- **TESTO DA LEGGERE**:

Le due rose del centro-sinistra…

Le due rose del centro-sinistra…

Lo dico e lo ridico: se volete capire il presente leggete libri di Storia, ma non storia di ieri, storia dell’altro ieri o ancora più indietro. Ad esempio passare l’estate alle prese con 4 libri sulla Guerra delle Due Rose mi ha consentito di capire meglio la crisi del centrosinistra italiano e il ruolo di ogni singolo personaggio.

All’origine c’è un re legittimo, il capo della Rosa Rossa: Enrico VI di Lancaster. E’ una brava persona, come tutti riconoscono. Riflessivo, pacato, molto pio, profondamente studioso. Ma è inerte, debole, al momento di affondare la lama si tira indietro, sembra più adatto a fare il monaco che il re e questa sua indecisione porta a perdere guerre già vinte, genera scontento nella sua Casa e favorisce il sorgere di una fazione diversa, più giovane e più volitiva. Enrico VI è Pierluigi Bersani.

- **OBIETTIVO DEL COMPITO**: Prosegui il testo che accosta la Guerra delle Due Rose alla crisi del centrosinistra, riprendendo subito dopo la frase «Enrico VI è Pierluigi Bersani.»

- **DATI REGISTRATI**:

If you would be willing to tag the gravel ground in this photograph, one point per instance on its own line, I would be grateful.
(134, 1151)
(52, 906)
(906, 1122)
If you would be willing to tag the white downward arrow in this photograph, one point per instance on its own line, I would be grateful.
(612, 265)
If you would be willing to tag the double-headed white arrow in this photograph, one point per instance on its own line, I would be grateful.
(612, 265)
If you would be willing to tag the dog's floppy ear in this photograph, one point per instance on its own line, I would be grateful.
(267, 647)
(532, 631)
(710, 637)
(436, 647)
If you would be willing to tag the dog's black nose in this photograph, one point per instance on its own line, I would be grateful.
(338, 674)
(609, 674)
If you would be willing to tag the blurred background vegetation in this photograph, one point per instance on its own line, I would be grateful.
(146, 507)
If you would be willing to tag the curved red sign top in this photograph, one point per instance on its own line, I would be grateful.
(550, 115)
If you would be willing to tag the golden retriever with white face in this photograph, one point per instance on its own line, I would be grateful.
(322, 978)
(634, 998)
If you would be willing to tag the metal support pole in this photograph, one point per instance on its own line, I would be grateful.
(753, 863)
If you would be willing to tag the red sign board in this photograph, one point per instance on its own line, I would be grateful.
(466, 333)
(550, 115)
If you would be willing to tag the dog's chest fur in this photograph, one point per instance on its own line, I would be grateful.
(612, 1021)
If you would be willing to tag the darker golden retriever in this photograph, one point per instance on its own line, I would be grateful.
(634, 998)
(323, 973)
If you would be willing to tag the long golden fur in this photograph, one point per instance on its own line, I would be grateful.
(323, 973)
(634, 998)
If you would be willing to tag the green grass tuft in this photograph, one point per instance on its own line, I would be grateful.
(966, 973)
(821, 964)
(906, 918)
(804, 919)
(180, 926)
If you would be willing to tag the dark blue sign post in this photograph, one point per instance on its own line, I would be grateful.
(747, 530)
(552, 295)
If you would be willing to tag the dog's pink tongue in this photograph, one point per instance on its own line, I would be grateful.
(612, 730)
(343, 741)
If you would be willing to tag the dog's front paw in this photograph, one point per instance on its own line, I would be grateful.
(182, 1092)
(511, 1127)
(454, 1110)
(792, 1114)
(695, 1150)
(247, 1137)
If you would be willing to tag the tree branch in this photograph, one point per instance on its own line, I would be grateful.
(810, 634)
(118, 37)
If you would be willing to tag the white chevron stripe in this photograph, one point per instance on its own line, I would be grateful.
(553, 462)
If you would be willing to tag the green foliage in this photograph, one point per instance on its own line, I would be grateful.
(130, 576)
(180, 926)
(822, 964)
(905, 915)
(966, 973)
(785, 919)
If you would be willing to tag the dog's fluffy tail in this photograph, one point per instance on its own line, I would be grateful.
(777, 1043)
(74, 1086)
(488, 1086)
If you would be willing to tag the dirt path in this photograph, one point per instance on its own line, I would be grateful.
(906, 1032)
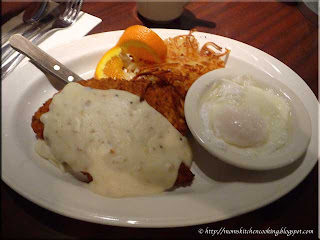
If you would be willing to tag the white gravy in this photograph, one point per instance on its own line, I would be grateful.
(128, 147)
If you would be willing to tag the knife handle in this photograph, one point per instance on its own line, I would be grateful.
(42, 59)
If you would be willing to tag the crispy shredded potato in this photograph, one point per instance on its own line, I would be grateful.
(185, 62)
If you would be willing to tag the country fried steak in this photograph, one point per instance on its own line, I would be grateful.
(160, 95)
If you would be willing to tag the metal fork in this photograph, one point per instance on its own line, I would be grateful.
(66, 19)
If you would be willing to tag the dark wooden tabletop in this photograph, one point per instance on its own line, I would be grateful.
(282, 30)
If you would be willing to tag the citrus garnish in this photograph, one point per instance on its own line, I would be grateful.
(143, 44)
(110, 65)
(137, 41)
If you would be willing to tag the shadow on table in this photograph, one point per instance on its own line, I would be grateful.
(186, 21)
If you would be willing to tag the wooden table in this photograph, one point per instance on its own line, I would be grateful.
(279, 29)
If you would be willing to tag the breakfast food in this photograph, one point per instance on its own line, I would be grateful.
(242, 117)
(180, 63)
(131, 142)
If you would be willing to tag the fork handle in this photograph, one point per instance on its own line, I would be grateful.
(42, 59)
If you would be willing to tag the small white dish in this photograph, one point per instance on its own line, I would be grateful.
(218, 192)
(299, 133)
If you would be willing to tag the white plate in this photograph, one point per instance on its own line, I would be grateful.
(300, 125)
(218, 192)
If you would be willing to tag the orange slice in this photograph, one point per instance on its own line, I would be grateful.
(143, 44)
(137, 41)
(110, 65)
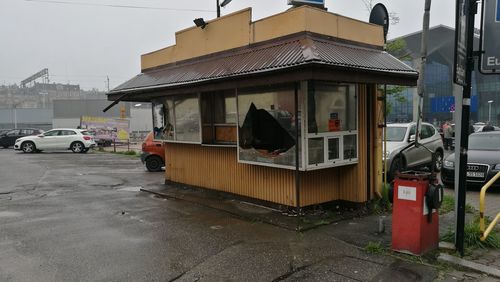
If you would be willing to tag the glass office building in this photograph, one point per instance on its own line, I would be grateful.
(440, 91)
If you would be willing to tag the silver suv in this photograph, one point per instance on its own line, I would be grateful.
(400, 135)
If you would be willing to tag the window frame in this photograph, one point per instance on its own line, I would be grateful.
(327, 163)
(302, 90)
(214, 125)
(159, 101)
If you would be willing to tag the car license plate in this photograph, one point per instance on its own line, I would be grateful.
(475, 174)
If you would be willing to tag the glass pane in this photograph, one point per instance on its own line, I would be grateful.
(163, 119)
(332, 107)
(333, 149)
(316, 151)
(267, 127)
(218, 117)
(187, 119)
(230, 102)
(350, 147)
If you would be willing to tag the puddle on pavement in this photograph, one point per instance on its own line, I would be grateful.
(10, 214)
(131, 189)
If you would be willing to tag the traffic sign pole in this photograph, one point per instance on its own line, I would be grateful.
(470, 12)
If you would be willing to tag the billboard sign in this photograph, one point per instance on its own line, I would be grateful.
(320, 3)
(461, 31)
(106, 128)
(490, 45)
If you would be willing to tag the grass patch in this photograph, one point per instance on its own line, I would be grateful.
(374, 248)
(383, 205)
(472, 235)
(448, 205)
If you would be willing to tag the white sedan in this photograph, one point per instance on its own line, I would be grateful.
(76, 140)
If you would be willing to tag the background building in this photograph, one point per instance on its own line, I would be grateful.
(439, 101)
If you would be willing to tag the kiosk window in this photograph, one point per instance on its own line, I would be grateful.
(187, 118)
(266, 127)
(218, 117)
(332, 111)
(177, 119)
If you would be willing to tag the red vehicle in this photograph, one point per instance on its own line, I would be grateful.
(153, 153)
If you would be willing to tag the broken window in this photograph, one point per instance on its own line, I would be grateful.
(177, 119)
(266, 127)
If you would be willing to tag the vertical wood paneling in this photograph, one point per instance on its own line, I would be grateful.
(217, 168)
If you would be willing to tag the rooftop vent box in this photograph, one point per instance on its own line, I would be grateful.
(316, 3)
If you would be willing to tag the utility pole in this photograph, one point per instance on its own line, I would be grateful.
(423, 61)
(461, 151)
(218, 8)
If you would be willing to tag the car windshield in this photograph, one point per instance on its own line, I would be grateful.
(396, 134)
(487, 142)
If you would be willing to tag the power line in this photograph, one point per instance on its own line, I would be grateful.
(118, 6)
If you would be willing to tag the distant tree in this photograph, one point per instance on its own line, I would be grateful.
(393, 16)
(398, 49)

- **RISPOSTA**:
A fianco di re Enrico vi sono due figure chiave. Innanzitutto la moglie, Margherita d’Angiò, costretta a un matrimonio d’interesse con un uomo che più di tanto non ama e non stima, profondamente decisa, caparbia, scaltra, amante del potere e dell’intrigo, costantemente intenta a complottare per l’affermazione dei Lancaster, grazie alla quale si affermerà lei stessa, pronta a governare il regno da dietro una tenda. Margherita d’Angiò è Massimo D’Alema (le iniziali sono pure le stesse…). E infine l’erede, dipinto come compendio di ogni virtù, ma in realtà debole, incerto e poco carismatico, Edoardo di Lancaster era un bravo giovine ma poco di più, un buon principe di Galles per tempi normali, ma l’Inghilterra di fine XV secolo non era un posto “normale”. E beh, l’onesto, giovane e un po’ insapore Edoardo è Roberto Speranza.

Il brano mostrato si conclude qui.